1

I'm having difficulty using regex to solve this expression,

e.g when given below: 
regex_exp(address, "OG 56432") 


It should return

"OG 56432: Middle Street Pollocksville | 686"


address is an array of strings:

address = [
  "622 Gordon Lane St. Louisville OH 52071",
  "432 Main Long Road St. Louisville OH 43071",
  "686 Middle Street Pollocksville OG 56432"
]


My solution currently looks like this (Python):

import re
def regex_exp(address, zipcode):
    for i in address:
        if zipcode in i:
            postal_code = (re.search("[A-Z]{2}\s[0-9]{5}", x)).group(0)
            # returns "OG 56432"

            digits = (re.search("\d+", x)).group(0)
            # returns "686"

            address = (re.search("\D+", x)).group(0)
            # returns "Middle Street Pollocksville OG"

            print(postal_code + ":" + address + "| " + digits)

regex_exp(address, "OG 56432")
# returns OG 56432: High Street Pollocksville OG | 686

As you can see from my second paragraph, this is not the correct answer - I need the returned value to be

"OG 56432: Middle Street Pollocksville | 686"

How do I manipulate my address variable Regex search to exclude the 2 capital consecutive capital letters? I've tried things like

address = (re.search("?!\D+", x)).group(0)

to remove the two consecutive capitals based on A regular expression to exclude a word/string but I think this is a step in the wrong direction.
# # # #
Given instruction A
Report every line of the rows below that contains the string "rail".

Records for this task
# # # #
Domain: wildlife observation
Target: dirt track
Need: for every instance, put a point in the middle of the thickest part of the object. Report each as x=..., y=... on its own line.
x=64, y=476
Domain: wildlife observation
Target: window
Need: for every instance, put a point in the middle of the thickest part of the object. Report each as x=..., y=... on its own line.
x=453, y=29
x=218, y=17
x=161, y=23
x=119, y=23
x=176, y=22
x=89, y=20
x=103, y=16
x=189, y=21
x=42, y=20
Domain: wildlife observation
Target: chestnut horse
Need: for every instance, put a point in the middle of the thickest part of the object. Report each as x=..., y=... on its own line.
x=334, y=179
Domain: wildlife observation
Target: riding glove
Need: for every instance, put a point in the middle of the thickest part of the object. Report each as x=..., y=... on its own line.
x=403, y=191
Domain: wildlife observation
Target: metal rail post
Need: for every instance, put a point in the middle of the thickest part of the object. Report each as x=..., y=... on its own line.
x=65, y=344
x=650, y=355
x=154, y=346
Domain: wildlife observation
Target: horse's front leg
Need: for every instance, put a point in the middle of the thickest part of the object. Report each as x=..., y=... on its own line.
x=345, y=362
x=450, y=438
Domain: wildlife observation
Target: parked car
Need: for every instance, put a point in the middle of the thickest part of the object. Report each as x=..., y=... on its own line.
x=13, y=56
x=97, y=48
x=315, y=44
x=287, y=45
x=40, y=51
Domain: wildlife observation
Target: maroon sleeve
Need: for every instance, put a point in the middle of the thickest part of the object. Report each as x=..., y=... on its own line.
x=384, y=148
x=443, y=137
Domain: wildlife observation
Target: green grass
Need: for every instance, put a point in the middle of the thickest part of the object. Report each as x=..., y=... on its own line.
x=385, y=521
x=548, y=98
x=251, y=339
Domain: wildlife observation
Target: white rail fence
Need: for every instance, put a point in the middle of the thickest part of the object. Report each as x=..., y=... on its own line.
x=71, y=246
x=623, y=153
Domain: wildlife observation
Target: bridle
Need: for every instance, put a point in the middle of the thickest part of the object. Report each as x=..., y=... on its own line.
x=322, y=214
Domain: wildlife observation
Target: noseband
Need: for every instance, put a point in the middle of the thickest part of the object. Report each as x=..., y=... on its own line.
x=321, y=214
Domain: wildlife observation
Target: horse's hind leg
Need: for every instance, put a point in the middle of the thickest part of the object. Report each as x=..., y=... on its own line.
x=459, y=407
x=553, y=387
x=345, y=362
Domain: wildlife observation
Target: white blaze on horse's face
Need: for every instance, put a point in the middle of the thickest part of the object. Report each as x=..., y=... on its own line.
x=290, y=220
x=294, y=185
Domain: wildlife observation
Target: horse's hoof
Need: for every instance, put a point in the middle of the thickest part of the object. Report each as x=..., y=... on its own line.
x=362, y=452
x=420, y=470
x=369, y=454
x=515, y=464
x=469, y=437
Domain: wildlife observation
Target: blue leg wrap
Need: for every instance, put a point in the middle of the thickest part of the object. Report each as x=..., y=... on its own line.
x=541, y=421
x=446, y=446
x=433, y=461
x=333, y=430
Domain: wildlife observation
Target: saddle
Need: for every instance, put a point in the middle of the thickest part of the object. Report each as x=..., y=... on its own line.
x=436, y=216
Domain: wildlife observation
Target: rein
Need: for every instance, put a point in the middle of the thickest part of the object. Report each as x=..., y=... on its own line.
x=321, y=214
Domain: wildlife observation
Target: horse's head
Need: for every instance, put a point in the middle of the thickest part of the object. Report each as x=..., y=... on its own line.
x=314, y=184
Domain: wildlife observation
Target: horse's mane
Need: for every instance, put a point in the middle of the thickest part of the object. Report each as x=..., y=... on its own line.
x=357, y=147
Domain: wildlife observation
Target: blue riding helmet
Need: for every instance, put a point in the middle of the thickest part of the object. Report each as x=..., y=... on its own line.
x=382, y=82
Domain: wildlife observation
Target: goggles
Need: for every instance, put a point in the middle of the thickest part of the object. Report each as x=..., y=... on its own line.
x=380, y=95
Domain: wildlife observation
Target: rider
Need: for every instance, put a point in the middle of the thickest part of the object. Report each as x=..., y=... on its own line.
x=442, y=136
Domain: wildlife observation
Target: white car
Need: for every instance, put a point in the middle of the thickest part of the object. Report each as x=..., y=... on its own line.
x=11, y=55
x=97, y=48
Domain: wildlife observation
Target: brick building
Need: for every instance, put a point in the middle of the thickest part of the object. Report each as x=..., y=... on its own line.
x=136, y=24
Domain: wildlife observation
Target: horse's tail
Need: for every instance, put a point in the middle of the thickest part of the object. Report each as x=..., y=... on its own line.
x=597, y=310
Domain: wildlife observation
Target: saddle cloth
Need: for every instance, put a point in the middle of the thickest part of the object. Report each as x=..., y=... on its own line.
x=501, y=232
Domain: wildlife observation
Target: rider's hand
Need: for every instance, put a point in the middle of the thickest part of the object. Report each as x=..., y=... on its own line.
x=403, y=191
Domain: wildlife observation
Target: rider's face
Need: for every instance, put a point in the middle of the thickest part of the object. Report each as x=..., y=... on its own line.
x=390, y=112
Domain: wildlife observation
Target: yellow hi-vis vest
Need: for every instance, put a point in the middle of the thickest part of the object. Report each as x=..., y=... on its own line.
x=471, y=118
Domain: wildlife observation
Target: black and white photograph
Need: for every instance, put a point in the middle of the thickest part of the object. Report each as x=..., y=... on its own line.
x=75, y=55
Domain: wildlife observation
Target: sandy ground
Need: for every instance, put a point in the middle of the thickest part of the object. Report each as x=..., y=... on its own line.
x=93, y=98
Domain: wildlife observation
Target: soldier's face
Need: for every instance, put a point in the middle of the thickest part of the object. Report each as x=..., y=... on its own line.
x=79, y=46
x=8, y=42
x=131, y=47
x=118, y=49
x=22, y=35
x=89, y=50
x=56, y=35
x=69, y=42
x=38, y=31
# # # #
Given instruction B
For each statement, say whether it agrees with the regex post and quote the words from the post that decide it: (i) The poster's solution is written in Java. (ii) For the zip code "OG 56432", the wanted result ends with "| 686". (iii) The poster wants the address search to leave out the two consecutive capital letters.

Correct output A
Target: metal rail post
Target: white rail fence

Correct output B
(i) No: "My solution currently looks like this (Python):"
(ii) Yes: "OG 56432: Middle Street Pollocksville | 686"
(iii) Yes: "How do I manipulate my address variable Regex search to exclude the 2 capital consecutive capital letters?"